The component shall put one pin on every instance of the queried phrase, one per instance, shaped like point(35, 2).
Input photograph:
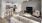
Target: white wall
point(33, 3)
point(18, 5)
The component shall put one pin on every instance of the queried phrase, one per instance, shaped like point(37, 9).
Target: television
point(29, 10)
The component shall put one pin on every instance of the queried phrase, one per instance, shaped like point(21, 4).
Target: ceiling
point(13, 1)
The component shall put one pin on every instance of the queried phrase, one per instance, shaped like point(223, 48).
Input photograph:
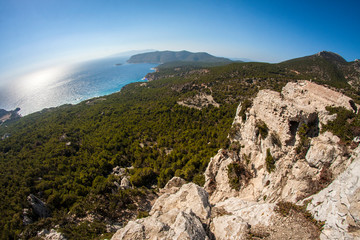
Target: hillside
point(98, 164)
point(162, 57)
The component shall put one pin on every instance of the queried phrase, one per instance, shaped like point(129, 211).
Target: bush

= = = =

■ Task prompt:
Copy the records above word for word, from the line that contains "like point(21, 4)." through the line that contains "point(13, 1)", including both of those lines.

■ Answer to this exercise:
The component shall put one pin on every instance of the queried phrase, one per instance, shaped like point(21, 4).
Target: ceiling
point(13, 1)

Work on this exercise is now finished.